◆ **Exercise directions**
Go through the listing below and output exactly the line with "Query: outbuilding", the line with "[[376, 166], [374, 36], [221, 153]]", and each line between; omit the rest.

◆ **Excerpted data**
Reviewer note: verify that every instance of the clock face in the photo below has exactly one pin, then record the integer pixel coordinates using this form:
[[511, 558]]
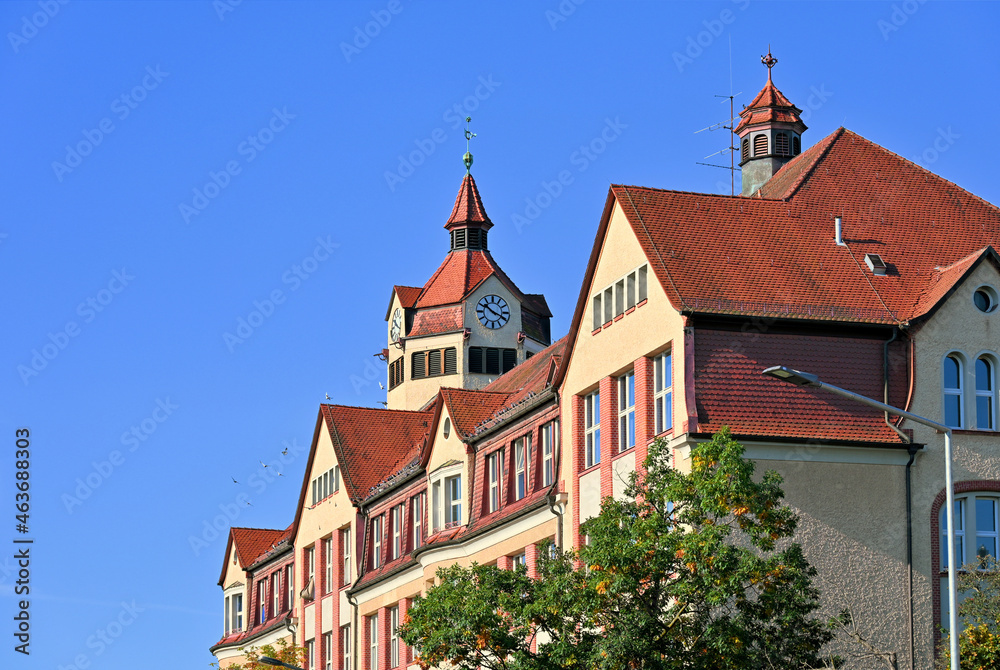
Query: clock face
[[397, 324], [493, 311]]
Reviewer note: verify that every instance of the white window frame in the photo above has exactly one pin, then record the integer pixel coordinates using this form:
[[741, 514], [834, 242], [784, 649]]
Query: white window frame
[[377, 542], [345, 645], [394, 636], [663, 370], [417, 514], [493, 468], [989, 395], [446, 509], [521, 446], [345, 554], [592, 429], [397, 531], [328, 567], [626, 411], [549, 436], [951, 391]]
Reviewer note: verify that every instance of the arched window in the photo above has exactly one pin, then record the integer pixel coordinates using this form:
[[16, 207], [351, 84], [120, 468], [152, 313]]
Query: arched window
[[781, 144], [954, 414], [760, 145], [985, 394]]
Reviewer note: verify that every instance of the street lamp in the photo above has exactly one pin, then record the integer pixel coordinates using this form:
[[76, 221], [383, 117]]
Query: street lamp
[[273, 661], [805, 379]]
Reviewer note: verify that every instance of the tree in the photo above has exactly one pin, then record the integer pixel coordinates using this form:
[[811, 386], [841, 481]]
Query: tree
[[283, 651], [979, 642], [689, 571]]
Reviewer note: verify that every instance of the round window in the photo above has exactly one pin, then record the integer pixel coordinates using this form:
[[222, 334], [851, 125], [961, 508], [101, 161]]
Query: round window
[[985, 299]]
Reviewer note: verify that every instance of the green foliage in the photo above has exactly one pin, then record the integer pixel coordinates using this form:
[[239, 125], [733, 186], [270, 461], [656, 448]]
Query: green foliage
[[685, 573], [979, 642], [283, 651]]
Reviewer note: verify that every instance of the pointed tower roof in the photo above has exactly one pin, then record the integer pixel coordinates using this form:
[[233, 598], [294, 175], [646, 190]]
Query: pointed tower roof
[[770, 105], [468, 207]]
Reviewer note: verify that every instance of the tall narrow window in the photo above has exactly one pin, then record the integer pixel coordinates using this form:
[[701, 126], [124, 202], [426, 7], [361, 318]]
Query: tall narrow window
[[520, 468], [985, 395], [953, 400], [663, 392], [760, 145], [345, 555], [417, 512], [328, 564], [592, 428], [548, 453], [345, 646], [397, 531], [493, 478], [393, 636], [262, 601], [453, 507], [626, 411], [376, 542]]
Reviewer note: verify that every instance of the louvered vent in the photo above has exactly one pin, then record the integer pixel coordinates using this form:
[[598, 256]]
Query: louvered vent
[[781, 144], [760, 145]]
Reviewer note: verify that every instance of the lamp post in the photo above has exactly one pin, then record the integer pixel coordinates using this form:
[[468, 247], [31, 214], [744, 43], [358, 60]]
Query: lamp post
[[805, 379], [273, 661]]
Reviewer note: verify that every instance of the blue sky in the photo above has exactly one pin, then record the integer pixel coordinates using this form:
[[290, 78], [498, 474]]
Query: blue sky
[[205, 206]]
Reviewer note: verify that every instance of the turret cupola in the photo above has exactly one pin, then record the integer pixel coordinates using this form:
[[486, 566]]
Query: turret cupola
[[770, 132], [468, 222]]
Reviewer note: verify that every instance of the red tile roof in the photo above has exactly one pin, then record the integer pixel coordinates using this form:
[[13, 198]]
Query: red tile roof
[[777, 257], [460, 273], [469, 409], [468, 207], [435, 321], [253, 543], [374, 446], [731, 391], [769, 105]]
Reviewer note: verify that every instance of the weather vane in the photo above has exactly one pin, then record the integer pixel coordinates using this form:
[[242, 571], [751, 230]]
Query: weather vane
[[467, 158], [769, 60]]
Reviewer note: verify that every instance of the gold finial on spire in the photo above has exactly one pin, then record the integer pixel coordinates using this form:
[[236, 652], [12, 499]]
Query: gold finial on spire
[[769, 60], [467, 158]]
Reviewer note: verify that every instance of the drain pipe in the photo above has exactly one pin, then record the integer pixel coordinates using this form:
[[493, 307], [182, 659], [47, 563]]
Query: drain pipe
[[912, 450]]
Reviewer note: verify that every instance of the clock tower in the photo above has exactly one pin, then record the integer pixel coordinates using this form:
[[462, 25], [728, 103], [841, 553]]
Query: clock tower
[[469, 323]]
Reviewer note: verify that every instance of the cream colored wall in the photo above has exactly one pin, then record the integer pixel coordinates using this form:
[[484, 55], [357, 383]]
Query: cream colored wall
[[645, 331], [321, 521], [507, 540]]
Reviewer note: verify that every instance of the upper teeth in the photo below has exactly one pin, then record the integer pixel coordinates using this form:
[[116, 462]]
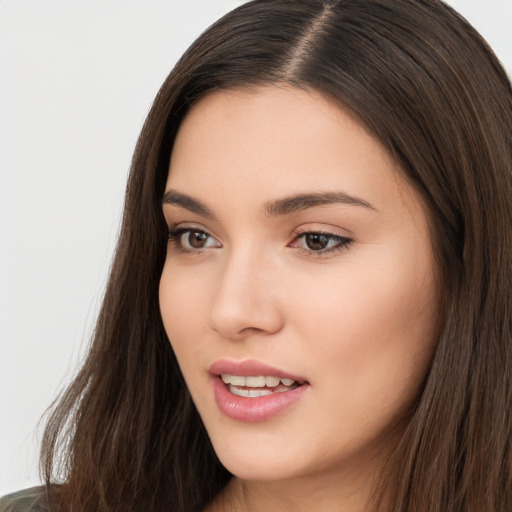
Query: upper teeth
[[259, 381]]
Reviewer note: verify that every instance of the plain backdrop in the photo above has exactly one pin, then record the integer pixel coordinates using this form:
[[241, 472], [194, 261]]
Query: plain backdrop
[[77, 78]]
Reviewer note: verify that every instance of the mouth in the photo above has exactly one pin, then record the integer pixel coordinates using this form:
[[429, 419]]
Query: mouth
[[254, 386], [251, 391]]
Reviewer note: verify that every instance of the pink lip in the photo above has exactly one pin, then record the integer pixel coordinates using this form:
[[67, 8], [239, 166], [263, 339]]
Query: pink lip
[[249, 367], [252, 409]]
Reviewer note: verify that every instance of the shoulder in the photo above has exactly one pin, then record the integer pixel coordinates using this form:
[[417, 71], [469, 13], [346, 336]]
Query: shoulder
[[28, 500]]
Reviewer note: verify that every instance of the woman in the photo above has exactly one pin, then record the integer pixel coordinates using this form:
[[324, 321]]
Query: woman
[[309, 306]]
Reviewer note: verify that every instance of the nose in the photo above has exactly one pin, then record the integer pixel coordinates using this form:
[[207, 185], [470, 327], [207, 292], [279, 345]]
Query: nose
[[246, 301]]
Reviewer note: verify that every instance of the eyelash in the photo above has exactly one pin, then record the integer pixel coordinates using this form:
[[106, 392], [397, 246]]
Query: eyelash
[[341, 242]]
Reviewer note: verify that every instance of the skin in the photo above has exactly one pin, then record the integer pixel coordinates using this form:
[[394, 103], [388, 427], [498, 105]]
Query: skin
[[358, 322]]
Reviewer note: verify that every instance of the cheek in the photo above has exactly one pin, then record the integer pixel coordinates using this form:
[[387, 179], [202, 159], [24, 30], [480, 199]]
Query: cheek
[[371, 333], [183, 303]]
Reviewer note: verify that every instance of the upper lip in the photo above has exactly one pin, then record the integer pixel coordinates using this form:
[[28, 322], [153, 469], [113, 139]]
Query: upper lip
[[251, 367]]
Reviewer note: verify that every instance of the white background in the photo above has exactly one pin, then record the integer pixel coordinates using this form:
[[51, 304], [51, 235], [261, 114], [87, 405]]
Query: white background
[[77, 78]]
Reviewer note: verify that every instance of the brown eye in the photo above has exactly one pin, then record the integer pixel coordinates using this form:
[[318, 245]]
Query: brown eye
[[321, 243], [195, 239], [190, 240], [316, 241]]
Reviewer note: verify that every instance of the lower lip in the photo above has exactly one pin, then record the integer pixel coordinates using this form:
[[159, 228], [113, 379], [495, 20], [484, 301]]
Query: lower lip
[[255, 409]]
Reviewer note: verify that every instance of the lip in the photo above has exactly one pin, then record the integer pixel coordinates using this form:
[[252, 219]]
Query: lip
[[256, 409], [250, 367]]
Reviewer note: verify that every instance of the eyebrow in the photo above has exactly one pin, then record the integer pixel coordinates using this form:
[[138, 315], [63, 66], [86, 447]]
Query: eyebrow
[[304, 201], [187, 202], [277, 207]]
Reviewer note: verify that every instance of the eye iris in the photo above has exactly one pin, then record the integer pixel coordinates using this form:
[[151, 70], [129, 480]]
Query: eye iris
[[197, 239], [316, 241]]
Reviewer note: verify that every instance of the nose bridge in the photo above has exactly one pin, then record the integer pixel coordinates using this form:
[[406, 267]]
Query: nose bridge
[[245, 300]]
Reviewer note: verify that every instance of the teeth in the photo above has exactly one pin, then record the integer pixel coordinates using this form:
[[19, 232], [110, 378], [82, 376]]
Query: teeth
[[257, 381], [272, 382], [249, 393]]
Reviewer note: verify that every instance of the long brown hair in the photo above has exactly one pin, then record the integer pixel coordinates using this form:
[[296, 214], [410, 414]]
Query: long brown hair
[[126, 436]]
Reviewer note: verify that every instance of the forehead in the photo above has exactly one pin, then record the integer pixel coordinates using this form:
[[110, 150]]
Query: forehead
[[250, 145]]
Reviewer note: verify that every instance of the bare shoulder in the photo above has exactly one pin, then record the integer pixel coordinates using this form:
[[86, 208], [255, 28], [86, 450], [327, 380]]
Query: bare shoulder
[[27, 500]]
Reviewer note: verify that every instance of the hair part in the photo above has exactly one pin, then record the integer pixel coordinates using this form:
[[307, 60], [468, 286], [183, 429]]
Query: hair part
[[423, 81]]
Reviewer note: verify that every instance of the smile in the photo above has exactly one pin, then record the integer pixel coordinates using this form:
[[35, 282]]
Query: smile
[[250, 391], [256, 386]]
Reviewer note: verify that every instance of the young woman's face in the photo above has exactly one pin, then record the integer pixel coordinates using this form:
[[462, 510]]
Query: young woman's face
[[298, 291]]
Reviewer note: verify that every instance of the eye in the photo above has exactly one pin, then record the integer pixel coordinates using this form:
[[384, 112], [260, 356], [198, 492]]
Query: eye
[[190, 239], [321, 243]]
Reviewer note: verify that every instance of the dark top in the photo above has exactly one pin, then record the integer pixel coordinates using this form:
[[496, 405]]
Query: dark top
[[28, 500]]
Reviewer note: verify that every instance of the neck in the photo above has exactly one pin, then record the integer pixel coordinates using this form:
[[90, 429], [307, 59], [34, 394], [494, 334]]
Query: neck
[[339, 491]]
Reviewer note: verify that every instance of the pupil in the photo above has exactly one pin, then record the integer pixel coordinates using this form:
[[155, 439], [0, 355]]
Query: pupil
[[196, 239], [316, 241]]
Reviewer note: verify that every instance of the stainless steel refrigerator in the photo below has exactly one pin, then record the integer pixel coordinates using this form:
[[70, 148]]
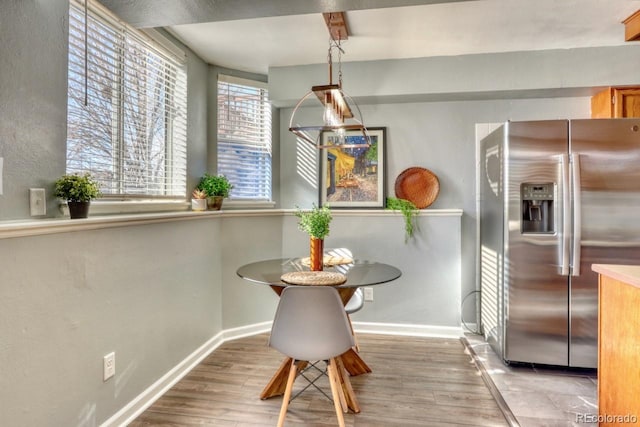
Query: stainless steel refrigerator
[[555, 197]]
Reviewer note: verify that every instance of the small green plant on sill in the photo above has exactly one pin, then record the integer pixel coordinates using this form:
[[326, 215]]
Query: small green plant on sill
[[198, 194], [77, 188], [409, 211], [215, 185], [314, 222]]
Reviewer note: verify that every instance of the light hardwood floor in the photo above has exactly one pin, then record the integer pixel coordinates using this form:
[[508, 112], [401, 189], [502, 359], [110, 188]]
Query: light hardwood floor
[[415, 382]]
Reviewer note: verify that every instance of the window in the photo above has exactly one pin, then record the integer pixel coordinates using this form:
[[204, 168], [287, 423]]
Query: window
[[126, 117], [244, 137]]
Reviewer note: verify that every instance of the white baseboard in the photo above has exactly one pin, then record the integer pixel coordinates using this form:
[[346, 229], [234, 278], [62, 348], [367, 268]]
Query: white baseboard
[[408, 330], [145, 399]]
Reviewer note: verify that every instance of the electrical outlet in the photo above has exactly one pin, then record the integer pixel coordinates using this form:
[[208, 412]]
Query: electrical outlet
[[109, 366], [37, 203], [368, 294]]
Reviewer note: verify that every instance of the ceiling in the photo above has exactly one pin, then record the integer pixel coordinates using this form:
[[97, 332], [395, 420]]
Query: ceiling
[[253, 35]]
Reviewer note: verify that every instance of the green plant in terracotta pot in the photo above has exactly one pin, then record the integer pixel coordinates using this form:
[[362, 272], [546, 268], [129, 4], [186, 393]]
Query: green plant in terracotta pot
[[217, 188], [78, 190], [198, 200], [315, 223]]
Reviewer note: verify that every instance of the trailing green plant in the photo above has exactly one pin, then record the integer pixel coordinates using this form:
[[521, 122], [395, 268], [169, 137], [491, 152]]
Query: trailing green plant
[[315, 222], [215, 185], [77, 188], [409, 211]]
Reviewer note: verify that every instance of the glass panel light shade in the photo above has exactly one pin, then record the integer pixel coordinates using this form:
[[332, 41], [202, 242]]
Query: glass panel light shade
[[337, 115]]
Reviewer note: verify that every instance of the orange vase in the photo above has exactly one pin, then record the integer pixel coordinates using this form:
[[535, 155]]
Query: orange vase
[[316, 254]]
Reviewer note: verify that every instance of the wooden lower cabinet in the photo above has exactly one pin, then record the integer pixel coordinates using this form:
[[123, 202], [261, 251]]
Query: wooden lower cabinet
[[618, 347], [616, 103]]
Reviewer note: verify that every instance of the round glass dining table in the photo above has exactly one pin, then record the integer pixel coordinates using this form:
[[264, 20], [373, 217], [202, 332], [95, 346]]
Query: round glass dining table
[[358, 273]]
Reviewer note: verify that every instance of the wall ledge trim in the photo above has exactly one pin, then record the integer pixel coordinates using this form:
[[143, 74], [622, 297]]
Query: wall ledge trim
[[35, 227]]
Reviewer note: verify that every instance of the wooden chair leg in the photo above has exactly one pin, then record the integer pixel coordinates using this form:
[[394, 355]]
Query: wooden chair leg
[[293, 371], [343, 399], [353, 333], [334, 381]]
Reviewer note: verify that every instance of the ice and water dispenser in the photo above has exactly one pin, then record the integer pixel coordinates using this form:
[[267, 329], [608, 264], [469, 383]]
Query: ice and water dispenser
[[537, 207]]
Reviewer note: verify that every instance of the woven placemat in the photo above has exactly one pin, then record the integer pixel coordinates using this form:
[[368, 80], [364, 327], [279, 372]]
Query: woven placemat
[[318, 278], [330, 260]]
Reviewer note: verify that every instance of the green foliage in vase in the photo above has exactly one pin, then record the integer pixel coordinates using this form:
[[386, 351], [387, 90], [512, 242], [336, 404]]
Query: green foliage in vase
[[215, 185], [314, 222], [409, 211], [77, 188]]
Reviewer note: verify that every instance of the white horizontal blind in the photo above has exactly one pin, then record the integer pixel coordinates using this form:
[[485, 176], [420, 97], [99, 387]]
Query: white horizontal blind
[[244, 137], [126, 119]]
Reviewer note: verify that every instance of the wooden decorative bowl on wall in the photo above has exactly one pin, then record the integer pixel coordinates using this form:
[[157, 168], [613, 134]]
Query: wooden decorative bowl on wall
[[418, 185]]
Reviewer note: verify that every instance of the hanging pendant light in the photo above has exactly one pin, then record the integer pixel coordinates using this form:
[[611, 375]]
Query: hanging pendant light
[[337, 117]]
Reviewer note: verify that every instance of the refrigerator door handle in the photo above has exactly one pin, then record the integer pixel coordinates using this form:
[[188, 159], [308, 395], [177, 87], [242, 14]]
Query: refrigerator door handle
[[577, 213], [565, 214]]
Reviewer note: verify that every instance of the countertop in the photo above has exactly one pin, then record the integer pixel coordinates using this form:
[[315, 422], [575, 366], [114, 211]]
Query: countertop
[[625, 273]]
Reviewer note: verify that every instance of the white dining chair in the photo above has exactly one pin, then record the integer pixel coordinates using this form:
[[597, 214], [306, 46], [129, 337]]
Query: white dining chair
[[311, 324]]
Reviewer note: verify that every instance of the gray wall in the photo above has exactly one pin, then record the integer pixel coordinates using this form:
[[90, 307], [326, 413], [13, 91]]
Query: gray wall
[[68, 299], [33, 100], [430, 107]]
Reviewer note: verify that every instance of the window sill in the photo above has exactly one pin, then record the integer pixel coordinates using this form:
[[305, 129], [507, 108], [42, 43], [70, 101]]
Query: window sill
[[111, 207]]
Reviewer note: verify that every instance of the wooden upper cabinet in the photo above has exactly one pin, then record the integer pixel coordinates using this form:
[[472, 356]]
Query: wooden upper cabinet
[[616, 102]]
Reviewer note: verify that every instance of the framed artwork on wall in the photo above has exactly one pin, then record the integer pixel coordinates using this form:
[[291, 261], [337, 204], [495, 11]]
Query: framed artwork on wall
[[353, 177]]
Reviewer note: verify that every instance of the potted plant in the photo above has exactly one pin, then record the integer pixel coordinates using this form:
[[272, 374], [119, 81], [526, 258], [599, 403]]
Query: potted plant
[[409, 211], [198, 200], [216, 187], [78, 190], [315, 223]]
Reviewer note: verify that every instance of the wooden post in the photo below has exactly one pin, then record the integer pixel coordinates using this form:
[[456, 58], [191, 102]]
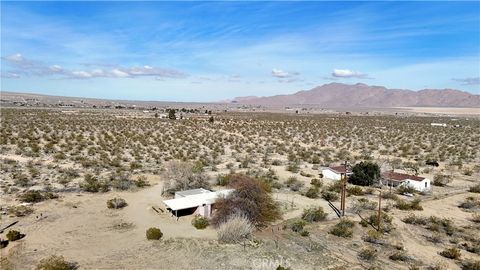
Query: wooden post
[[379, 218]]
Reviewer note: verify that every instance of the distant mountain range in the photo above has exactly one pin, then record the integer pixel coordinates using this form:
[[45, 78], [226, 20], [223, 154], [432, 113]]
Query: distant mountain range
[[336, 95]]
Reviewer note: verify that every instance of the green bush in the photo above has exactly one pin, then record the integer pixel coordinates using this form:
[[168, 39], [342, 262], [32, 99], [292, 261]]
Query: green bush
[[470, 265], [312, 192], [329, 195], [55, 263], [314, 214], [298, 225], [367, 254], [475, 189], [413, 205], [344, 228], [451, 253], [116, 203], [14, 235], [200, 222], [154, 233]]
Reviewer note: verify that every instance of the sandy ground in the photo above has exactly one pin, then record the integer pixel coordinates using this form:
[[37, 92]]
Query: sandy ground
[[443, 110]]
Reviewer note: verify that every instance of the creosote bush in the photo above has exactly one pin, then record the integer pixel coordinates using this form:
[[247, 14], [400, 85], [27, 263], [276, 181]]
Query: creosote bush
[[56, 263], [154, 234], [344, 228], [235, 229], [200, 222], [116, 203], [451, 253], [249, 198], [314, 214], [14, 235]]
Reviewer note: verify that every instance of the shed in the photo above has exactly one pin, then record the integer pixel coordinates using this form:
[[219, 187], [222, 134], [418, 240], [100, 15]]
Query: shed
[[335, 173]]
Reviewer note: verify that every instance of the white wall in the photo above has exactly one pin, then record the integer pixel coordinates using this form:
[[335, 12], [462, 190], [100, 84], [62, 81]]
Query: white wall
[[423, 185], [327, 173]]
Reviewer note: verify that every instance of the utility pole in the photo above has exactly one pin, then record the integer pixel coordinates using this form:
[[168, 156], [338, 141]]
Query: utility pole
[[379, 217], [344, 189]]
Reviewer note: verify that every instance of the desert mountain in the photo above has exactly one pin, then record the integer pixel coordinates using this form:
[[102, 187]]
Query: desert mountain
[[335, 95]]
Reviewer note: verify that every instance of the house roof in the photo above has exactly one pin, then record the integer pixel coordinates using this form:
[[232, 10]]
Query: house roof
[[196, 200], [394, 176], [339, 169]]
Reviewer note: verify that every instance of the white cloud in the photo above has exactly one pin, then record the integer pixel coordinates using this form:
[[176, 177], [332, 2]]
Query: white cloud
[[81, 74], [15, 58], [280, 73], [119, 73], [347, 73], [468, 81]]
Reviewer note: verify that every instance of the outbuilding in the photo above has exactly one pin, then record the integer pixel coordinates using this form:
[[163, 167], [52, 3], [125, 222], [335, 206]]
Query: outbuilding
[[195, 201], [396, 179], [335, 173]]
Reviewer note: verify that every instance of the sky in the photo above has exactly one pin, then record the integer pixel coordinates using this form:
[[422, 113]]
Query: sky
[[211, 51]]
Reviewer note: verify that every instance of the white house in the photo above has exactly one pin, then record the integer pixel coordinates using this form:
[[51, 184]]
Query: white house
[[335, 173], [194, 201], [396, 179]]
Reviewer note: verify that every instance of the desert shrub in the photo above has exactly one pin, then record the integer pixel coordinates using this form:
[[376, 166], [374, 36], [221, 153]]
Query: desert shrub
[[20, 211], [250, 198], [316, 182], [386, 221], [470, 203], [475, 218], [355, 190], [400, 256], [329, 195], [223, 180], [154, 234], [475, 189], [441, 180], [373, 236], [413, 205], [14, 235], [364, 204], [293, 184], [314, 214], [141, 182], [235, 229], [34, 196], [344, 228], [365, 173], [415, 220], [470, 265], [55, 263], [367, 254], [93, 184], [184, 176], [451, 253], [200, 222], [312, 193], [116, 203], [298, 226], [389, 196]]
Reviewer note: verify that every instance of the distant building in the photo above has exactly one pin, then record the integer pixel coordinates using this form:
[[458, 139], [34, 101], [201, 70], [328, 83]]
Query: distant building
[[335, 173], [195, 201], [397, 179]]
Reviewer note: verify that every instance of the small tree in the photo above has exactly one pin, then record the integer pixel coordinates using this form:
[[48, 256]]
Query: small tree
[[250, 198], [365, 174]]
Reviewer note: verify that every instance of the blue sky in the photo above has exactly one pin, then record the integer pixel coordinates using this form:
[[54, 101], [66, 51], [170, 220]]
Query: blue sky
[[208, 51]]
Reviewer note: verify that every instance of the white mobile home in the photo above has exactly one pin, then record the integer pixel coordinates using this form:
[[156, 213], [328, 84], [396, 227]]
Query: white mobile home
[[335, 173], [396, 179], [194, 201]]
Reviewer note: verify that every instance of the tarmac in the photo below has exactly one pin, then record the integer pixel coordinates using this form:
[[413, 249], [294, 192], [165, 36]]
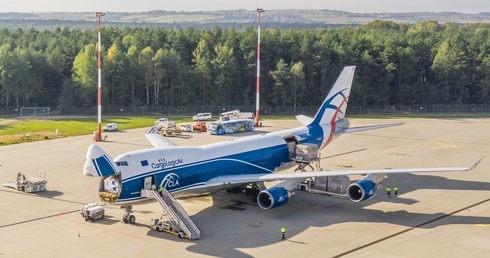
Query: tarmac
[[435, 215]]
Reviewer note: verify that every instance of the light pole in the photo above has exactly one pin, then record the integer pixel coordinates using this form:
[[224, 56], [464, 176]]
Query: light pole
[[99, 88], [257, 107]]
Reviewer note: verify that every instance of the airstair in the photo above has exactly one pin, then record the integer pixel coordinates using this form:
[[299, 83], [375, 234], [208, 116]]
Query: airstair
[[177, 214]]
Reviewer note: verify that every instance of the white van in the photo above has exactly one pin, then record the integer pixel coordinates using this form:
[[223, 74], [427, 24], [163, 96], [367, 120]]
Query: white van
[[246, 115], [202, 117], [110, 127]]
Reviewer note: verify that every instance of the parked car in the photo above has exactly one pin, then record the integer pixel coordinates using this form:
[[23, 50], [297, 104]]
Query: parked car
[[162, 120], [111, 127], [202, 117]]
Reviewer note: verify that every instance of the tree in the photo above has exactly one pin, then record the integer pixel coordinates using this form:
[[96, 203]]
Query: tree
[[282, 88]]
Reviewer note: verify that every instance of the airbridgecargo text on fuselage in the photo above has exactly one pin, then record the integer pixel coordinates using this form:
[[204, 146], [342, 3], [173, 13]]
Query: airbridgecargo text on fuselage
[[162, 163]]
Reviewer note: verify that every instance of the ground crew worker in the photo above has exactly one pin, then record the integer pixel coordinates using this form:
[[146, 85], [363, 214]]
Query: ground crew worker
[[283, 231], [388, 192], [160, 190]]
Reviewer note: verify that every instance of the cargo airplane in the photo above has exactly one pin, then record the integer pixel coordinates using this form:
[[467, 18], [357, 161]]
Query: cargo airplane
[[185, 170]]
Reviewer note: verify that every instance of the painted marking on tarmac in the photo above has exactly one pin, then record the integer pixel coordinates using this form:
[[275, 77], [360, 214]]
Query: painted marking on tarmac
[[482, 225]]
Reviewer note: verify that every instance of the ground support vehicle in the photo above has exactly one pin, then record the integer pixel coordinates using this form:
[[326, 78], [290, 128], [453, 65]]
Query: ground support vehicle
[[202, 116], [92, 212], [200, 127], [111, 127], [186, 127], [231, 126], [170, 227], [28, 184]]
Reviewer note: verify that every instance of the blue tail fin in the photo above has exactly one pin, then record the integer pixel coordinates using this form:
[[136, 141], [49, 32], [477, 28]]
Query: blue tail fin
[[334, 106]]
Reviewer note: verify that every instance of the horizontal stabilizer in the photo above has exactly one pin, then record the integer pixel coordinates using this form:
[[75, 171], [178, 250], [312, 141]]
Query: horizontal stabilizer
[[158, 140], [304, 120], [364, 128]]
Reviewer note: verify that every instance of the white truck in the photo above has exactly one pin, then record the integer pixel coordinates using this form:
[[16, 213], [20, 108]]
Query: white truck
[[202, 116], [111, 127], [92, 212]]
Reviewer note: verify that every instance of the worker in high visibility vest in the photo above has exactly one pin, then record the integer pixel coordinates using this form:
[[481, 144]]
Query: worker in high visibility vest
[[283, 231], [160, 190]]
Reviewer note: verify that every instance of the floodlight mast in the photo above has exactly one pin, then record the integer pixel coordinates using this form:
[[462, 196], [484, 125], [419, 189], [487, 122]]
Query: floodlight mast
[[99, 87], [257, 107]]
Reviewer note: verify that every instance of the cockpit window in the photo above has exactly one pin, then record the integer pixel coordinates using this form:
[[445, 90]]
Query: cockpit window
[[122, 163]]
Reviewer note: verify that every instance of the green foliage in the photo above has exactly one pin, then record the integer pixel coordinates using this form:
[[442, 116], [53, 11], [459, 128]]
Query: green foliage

◆ **Response**
Query: outbuilding
[[195, 201], [396, 179], [335, 173]]
Reviewer note: verify that every instance of the sky in the photo above has exactly one pin, then record the integer pixel coordinates using this form:
[[422, 113]]
Query: sky
[[211, 51]]
Reviewer note: verify that every instance of the white house in the photo above has exactly one pin, then record the integer pixel coordinates using this form:
[[51, 184]]
Query: white house
[[335, 173], [194, 201], [396, 179]]
Reviewer note: verify that every instance of the desert shrub in the photo above has exactly one pin, then record the integer pixel coordinates using this form:
[[376, 166], [374, 36], [221, 153]]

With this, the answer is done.